TASK DETAILS →
Rewrite in full the part of the entries that opens with the line containing "like [1267, 176]." and closes with the line containing "[1163, 500]". Shift every answer point by adding 6 to each of its coordinates, and leave all other text in that part unchanged.

(Point labels for photos)
········
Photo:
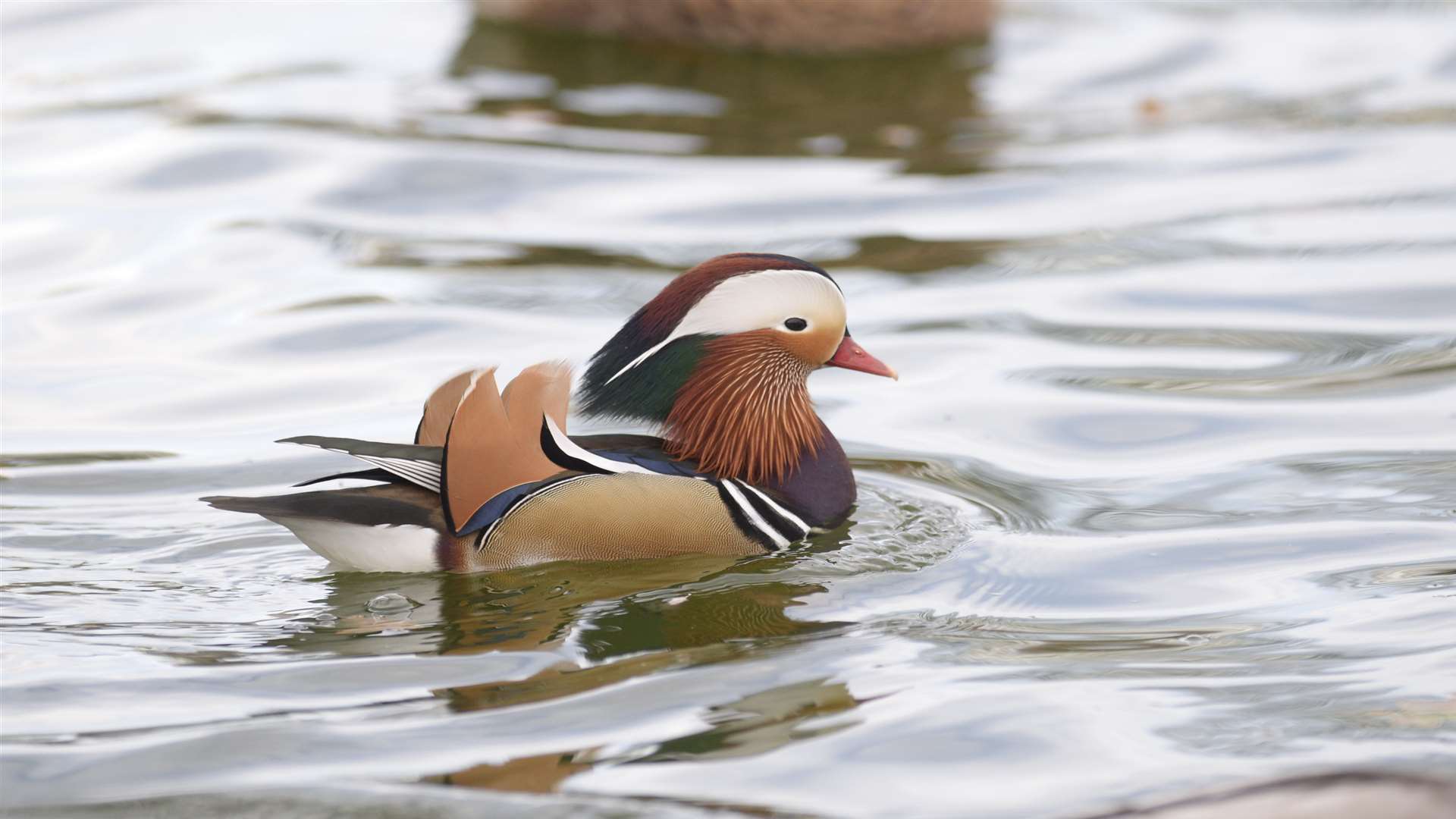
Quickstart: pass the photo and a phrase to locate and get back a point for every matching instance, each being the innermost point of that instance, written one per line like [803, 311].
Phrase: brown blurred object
[785, 27]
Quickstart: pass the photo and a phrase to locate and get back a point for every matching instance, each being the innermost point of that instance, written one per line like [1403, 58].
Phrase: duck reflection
[748, 726]
[913, 105]
[609, 621]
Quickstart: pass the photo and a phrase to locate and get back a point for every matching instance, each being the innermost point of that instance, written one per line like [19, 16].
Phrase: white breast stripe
[778, 507]
[577, 452]
[753, 516]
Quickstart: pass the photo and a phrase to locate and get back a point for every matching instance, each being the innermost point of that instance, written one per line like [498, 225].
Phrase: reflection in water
[919, 107]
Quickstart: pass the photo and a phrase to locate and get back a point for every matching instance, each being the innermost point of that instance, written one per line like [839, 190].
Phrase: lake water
[1164, 499]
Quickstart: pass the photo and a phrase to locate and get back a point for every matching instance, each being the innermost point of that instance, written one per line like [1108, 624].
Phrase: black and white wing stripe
[419, 465]
[761, 516]
[753, 510]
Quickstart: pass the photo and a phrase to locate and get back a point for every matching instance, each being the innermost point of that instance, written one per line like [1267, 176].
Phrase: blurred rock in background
[802, 27]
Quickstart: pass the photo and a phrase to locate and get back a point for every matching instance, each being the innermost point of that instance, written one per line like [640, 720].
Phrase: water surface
[1163, 500]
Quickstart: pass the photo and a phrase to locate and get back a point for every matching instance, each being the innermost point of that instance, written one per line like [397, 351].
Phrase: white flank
[570, 447]
[367, 548]
[756, 300]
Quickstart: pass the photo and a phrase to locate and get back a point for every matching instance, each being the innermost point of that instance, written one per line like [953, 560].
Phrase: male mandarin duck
[720, 360]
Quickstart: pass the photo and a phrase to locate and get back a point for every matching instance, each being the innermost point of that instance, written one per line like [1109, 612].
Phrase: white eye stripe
[755, 300]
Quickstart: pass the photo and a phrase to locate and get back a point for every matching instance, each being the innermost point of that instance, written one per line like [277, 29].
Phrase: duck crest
[736, 404]
[617, 385]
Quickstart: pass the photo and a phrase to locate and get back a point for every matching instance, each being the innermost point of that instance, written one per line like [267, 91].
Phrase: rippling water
[1164, 499]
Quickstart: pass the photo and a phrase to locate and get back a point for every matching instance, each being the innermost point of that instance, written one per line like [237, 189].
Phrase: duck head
[721, 359]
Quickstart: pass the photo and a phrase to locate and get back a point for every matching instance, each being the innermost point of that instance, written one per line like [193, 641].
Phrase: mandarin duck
[718, 360]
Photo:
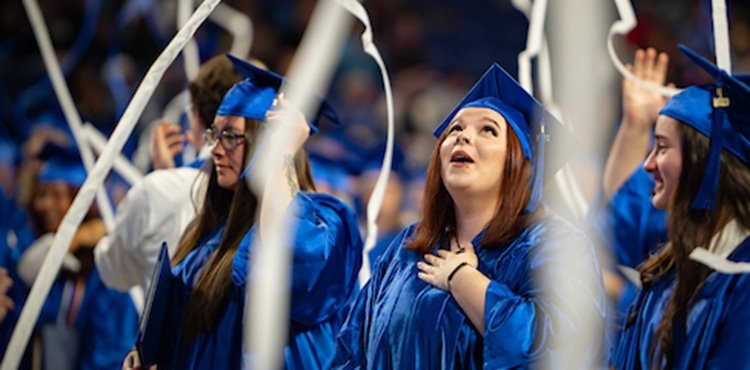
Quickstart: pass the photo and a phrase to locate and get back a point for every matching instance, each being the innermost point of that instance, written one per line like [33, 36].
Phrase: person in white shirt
[159, 207]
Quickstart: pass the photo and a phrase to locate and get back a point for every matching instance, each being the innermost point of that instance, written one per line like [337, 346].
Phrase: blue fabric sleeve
[629, 223]
[351, 342]
[519, 327]
[733, 335]
[327, 258]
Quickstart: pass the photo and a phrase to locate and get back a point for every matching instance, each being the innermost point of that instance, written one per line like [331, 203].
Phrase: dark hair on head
[689, 228]
[215, 77]
[439, 214]
[236, 208]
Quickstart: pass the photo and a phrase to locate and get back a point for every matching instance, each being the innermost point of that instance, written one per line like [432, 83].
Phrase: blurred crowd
[433, 50]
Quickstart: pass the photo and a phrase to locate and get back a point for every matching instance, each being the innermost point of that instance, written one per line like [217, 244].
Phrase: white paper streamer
[121, 164]
[66, 102]
[267, 316]
[721, 35]
[534, 40]
[83, 200]
[376, 199]
[536, 46]
[626, 23]
[190, 54]
[239, 25]
[719, 263]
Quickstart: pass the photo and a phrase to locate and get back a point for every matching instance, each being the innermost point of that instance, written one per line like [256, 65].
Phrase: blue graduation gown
[629, 223]
[106, 322]
[717, 334]
[400, 322]
[327, 255]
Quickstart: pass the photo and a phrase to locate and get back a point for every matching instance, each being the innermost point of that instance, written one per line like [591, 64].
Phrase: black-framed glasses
[228, 140]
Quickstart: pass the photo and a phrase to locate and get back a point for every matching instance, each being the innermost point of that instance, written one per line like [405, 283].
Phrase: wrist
[455, 271]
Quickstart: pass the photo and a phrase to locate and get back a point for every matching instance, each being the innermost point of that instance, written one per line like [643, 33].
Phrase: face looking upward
[664, 161]
[226, 138]
[472, 156]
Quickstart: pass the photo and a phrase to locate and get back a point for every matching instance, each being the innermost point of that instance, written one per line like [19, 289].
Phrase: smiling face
[472, 156]
[227, 149]
[664, 161]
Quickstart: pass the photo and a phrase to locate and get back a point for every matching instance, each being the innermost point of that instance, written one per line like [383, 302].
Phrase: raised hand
[295, 125]
[437, 270]
[640, 105]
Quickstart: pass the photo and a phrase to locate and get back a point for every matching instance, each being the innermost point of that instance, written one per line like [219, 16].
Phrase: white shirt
[155, 210]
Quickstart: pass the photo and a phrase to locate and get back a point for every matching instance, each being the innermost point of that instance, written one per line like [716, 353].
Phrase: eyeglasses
[228, 140]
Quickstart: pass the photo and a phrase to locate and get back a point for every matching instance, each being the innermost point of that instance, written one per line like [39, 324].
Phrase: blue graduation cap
[721, 111]
[61, 164]
[255, 95]
[534, 126]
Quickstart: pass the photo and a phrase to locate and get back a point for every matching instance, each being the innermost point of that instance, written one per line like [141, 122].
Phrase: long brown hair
[209, 296]
[689, 228]
[439, 213]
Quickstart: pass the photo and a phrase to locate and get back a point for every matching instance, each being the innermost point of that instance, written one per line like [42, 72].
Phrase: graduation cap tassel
[706, 197]
[537, 181]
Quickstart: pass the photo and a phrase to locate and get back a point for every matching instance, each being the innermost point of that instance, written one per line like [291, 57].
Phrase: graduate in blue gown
[207, 294]
[693, 310]
[624, 217]
[82, 323]
[455, 291]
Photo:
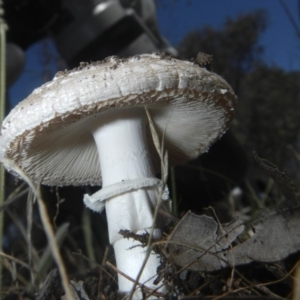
········
TASK RESPONSE →
Quickstart: pass the photo and a phrase to locate and get back a point for every matching instance, each being the innermost point of that instance, written one per line like [1267, 176].
Phrase: blurred rock in background
[808, 33]
Quickstart: pass the photo and a phrase to locate and get back a point for every matching instance, each being the innermost point of that instance, written one per line like [640, 720].
Phrase: water surface
[1169, 506]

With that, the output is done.